Segment Open

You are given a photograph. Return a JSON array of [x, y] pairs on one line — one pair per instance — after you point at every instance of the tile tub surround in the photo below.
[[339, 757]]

Segment Closed
Segment Open

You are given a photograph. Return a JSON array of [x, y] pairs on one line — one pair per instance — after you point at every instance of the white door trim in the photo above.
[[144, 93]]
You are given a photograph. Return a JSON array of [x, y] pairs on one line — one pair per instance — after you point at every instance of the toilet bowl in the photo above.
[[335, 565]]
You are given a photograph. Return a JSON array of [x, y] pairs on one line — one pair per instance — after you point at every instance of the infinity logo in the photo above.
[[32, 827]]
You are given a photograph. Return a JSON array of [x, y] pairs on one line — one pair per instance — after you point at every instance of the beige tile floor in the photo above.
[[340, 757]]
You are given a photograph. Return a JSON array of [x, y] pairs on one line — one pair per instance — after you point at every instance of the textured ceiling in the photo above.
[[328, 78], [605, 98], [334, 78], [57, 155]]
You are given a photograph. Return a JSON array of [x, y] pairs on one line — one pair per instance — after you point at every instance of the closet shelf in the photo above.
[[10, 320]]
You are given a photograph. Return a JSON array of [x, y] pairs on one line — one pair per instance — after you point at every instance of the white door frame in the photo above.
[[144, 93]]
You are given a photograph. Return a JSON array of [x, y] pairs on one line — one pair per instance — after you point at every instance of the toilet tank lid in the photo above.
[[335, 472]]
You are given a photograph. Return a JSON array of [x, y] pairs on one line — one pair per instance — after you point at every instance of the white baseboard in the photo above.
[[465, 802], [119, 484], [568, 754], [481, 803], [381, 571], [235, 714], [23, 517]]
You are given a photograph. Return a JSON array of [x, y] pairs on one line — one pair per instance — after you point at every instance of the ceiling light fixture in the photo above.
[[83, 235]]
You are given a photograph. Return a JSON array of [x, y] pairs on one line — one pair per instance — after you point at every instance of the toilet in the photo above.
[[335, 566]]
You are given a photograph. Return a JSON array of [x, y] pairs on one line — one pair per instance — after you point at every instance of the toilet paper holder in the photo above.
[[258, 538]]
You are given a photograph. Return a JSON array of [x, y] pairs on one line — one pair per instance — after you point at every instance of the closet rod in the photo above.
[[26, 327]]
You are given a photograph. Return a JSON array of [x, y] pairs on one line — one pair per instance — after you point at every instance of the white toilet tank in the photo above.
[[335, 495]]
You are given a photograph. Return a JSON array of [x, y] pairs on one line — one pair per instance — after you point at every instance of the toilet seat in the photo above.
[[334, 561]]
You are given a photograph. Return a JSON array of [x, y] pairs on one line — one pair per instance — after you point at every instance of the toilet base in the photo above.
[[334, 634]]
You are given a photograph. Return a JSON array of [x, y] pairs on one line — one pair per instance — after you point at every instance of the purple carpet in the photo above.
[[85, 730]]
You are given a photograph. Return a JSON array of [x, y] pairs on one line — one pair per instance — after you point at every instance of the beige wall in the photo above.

Segment Closed

◆ TASK TO COMPLETE ◆
Could you restate word for word the lines above, from the one that contains "base in the photo above." through the one that contains "wall in the photo above.", and no others?

◆ SOLVED EXERCISE ◆
You are given a photograph. Return a JSON array of [x, y] pairs on one line — one pair per instance — after you point at every instance of the toilet base in the photo above.
[[334, 634]]
You are given a photograph. Return a JSON array of [x, y] pairs on one line — one pair per instance — after you point at every instance of the purple carpet in the photo above.
[[85, 730]]
You are given a photograph. Return a JSON array of [x, y] pairs on one line — one pair per instance — after you point at every instance of the beige wall in the photo above.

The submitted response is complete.